# Freesync aktiv , Bildschirm fängt an zu flackern



## sontis (15. November 2019)

*Freesync aktiv , Bildschirm fängt an zu flackern*

Hallo liebe freunde 

ich habe ein flickern beim spielen von Destiny 2 ( Shooter ) . Das Problem tritt auf, wenn 
Freesuny Aktiv ist, wenn ich es Ausschalte das Freesync, dann ist alles normal .

Das tritt nur beim Spielen auf. Beim surfen nicht, arbeiten ect ....

Software alles Aktuallisiert: Grafikkarte, AMD Chip, Board bios .....
Kabel gewechsel. Das Problem immer noch beim Aktiven Freesync

Jetzt die frage: ist mein Bildschirm kaputt ? Zurückschicken ?

AMD Ryzen 5 3600x
MSI 450B Tomahawk
600 Watt be quiet
16 Gb Arbeitsspeicher 3600
Power Color Rx5700XT Red Devil
MSI MAG 271CQR


----------



## PCGH_Manu (15. November 2019)

- Arbeitsanweisung 1 -
Woran erkennt der Verfasser im Forenbeitrag über das Freesync-Flackern, dass das Flackern mit Freesync zusammenhängt? Antworte in ein bis drei Sätzen.
- Arbeitsanweisung 2 -
Kannst du aus dem Forenbeitrag über das Freesync-Flackern alles ab „## sontis (15.“ bis hinunter zu „Board bios .....“ wortgetreu duplizieren?
Die Daten stehen für sich und gehören nicht zum Forenbeitrag.

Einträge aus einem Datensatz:

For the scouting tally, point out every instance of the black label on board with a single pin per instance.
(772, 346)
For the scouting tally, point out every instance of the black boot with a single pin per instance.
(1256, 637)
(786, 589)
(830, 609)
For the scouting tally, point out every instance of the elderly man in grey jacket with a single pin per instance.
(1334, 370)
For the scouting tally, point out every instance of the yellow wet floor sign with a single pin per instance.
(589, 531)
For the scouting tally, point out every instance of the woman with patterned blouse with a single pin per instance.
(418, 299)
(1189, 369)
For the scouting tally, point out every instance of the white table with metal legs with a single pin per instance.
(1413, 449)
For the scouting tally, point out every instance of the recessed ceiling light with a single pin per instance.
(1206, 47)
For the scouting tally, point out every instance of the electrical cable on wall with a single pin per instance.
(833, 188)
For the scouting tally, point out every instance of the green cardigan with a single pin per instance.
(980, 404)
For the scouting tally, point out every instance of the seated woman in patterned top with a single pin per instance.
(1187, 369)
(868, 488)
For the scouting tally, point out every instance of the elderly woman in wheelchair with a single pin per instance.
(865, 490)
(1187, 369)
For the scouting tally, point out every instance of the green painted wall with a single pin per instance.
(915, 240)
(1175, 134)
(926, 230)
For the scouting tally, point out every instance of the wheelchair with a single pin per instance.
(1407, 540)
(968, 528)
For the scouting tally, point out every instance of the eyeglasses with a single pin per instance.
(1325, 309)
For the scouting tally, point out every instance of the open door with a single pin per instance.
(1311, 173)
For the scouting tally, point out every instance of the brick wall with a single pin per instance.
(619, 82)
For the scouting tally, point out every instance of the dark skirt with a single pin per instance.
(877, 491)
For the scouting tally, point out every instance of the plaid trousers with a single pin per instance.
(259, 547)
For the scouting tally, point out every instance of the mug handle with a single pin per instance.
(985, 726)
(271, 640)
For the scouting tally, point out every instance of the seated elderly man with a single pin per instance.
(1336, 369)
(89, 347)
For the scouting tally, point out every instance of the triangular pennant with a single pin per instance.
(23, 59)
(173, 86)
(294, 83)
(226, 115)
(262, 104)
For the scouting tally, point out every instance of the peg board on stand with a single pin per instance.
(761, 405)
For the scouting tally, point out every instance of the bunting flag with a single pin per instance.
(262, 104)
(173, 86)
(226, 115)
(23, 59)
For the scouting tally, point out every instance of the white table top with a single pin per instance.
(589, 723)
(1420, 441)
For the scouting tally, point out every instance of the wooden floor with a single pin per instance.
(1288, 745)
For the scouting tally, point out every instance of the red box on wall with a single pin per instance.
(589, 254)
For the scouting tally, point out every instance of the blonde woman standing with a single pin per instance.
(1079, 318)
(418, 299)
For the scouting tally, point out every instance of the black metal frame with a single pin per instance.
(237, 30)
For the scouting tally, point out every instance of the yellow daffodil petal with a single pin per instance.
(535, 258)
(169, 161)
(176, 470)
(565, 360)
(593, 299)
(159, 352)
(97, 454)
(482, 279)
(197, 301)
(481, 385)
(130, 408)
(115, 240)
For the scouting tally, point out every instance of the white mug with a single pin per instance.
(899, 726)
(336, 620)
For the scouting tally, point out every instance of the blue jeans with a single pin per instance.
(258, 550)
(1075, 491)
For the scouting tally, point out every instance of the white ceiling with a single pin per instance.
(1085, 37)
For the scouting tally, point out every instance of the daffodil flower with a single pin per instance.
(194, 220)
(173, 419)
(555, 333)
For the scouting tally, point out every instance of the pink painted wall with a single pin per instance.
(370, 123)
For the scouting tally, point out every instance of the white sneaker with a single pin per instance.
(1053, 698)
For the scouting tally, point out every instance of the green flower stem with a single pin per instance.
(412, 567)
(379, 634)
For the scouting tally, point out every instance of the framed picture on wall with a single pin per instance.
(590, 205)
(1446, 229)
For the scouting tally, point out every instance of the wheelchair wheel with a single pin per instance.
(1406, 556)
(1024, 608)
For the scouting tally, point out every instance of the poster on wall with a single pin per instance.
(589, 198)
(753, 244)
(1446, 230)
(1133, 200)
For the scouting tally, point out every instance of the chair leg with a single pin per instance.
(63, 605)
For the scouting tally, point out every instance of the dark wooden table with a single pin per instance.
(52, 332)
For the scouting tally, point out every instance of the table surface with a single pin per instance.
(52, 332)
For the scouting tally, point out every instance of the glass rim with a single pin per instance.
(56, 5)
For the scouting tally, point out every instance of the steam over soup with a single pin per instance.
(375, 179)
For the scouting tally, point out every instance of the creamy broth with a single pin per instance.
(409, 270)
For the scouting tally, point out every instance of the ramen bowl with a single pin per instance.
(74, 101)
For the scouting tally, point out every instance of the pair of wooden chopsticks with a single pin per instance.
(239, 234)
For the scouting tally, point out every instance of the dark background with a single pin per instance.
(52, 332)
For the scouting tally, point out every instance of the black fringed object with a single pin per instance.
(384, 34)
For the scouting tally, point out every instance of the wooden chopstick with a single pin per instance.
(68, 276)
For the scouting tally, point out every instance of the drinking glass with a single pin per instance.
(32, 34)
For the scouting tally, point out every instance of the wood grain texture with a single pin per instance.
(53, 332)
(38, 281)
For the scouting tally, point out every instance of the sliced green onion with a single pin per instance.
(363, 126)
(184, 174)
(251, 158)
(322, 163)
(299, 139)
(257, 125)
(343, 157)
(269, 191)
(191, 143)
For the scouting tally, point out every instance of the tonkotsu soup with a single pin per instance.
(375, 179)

* * *

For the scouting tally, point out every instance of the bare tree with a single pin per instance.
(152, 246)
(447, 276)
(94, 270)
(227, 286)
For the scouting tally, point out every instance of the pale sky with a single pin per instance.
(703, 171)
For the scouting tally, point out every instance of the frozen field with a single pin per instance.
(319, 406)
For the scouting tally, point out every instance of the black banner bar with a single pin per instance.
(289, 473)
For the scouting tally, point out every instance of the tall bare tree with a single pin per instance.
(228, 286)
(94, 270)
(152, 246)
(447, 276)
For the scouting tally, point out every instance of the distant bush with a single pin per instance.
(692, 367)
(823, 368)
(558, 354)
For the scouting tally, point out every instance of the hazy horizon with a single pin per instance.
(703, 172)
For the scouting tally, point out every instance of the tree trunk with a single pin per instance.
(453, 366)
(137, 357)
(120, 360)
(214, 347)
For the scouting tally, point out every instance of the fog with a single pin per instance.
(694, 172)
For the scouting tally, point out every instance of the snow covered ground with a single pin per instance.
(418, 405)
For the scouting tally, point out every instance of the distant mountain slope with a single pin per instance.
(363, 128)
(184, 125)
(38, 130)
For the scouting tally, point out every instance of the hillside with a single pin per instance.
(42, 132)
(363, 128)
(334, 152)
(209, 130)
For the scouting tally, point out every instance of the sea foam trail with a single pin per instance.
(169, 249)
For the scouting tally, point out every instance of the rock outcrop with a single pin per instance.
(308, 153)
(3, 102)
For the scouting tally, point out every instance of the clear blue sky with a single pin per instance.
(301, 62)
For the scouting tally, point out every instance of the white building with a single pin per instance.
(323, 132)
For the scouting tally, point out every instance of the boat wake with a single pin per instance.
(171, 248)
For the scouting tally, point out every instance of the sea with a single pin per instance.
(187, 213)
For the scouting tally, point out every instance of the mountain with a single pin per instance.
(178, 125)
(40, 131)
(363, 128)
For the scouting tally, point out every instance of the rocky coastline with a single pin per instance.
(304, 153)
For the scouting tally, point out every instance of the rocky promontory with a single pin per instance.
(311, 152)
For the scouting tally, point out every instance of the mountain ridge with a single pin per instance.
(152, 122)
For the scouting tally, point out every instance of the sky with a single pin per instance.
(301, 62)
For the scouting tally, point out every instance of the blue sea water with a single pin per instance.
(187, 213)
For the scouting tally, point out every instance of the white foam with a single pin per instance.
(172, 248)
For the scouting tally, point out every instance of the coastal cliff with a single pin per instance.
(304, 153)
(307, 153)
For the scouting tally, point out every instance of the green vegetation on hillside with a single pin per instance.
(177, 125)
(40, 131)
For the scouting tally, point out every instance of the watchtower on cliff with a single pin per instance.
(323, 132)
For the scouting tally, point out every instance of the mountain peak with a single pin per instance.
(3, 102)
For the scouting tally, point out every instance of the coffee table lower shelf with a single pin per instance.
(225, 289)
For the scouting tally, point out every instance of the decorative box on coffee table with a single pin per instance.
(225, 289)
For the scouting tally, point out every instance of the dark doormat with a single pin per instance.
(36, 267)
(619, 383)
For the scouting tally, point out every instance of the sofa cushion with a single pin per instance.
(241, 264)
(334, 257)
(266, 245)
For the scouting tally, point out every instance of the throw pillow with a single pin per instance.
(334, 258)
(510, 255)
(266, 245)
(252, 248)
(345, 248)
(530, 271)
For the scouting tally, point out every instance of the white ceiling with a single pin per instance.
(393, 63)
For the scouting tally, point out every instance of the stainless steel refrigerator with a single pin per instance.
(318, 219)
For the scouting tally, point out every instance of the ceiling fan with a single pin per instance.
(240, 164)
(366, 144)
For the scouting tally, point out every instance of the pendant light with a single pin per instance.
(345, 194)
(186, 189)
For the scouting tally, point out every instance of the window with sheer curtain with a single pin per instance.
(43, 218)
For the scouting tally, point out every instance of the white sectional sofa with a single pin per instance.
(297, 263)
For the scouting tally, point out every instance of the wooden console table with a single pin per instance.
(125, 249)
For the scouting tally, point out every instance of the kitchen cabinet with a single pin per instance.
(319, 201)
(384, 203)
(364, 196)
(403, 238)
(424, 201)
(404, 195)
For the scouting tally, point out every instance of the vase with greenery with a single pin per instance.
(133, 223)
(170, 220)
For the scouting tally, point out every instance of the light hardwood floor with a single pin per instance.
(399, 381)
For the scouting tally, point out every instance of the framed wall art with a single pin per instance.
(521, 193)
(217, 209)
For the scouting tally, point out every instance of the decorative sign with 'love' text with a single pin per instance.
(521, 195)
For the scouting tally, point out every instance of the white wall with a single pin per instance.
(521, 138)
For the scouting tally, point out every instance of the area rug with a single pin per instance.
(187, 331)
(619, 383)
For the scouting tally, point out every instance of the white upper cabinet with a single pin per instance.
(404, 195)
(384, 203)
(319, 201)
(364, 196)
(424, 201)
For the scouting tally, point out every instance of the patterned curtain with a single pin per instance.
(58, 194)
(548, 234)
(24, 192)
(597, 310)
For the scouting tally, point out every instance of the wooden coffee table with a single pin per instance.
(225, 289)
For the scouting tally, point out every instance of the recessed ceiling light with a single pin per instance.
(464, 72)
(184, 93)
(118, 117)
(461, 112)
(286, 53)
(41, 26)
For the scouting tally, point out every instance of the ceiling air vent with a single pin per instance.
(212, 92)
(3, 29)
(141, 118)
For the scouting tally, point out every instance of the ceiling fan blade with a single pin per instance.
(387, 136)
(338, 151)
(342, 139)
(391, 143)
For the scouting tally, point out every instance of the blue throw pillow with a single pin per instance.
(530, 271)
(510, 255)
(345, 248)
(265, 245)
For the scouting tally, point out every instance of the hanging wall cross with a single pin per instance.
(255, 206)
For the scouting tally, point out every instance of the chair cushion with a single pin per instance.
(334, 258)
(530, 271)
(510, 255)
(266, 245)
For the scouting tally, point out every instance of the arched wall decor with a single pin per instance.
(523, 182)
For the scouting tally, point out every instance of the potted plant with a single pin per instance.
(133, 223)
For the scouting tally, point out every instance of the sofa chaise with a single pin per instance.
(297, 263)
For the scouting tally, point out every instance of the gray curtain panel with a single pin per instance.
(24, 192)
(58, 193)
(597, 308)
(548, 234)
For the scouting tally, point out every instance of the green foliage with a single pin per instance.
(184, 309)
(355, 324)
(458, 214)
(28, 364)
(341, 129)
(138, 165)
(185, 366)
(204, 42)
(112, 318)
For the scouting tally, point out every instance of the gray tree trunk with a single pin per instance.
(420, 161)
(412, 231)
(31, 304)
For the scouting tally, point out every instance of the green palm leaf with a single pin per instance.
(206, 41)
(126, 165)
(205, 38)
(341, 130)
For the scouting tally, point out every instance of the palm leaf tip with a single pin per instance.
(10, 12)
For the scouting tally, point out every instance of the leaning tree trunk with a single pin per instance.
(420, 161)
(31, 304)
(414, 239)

* * *

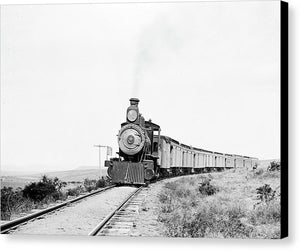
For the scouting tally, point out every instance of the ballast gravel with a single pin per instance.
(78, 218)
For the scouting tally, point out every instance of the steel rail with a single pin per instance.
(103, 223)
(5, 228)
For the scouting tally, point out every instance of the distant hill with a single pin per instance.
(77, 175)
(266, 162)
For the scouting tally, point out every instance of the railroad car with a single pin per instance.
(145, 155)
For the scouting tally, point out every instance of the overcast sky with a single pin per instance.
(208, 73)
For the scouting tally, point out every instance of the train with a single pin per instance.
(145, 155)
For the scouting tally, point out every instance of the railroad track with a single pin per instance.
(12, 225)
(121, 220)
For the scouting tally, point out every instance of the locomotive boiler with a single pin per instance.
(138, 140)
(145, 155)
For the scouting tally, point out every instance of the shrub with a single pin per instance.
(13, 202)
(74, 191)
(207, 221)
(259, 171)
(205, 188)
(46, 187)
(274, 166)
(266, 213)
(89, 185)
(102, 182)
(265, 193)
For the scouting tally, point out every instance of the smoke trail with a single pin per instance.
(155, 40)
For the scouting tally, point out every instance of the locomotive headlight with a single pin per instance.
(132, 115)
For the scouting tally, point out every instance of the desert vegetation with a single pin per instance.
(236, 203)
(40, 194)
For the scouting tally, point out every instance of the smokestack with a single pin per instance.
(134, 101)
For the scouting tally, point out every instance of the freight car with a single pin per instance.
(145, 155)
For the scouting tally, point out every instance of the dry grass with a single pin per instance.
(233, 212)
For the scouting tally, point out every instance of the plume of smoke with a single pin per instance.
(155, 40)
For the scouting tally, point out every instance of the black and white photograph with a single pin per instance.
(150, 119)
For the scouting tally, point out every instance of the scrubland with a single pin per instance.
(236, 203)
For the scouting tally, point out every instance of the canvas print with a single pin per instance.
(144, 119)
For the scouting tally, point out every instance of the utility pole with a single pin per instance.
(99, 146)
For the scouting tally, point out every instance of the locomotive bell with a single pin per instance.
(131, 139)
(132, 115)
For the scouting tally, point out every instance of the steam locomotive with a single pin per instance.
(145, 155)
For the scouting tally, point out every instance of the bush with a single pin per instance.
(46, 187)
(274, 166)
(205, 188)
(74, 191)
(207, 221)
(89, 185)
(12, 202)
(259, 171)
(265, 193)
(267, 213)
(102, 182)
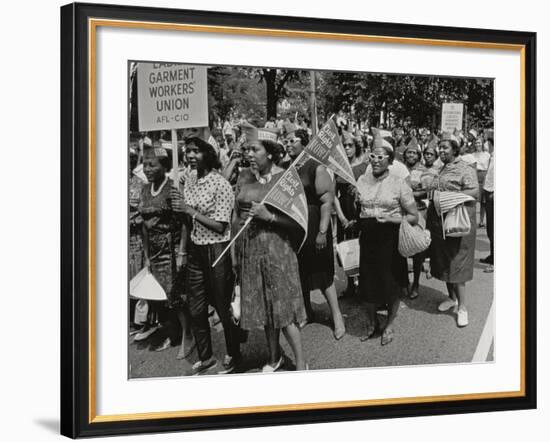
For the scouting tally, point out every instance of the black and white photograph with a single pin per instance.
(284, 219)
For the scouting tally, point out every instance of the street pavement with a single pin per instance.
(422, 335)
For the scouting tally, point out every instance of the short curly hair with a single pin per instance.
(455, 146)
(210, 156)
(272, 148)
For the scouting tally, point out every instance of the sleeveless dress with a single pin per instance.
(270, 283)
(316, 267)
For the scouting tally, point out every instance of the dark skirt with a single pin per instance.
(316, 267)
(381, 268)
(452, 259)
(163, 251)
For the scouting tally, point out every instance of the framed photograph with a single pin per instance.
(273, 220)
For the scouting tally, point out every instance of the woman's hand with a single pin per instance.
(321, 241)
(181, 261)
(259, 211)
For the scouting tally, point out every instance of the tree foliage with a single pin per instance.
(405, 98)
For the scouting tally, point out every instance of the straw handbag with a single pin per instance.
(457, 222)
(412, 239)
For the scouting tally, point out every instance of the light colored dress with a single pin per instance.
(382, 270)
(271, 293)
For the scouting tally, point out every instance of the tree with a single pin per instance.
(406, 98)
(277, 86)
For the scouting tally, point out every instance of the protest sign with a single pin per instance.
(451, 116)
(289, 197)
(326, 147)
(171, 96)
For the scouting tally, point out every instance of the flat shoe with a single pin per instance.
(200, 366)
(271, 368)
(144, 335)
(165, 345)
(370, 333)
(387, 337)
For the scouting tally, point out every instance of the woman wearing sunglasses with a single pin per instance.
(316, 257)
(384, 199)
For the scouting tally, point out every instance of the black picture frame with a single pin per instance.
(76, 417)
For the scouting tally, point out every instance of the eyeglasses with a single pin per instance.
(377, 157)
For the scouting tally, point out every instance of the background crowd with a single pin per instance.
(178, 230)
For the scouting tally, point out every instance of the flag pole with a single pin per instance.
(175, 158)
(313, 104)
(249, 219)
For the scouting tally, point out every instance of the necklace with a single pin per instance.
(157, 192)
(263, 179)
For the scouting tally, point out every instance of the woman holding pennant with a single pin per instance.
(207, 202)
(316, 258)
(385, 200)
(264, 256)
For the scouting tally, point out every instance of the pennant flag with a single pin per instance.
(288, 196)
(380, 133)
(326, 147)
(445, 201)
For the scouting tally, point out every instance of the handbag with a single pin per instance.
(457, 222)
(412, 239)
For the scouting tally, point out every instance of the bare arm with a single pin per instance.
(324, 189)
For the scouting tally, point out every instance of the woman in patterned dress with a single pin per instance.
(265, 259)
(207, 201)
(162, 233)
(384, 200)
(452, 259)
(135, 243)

- Erwartete Ausgabe 1 -
Das Flackern tritt beim Spielen auf, wenn Freesync aktiv ist. Schaltet der Verfasser Freesync aus, ist alles normal. Auch nach dem Aktualisieren der Software und dem Wechsel des Kabels besteht das Problem bei aktivem Freesync weiter.

- Erwartete Ausgabe 2 -
## sontis (15. November 2019)

*Freesync aktiv , Bildschirm fängt an zu flackern*

Hallo liebe freunde 

ich habe ein flickern beim spielen von Destiny 2 ( Shooter ) . Das Problem tritt auf, wenn 
Freesuny Aktiv ist, wenn ich es Ausschalte das Freesync, dann ist alles normal .

Das tritt nur beim Spielen auf. Beim surfen nicht, arbeiten ect ....

Software alles Aktuallisiert: Grafikkarte, AMD Chip, Board bios .....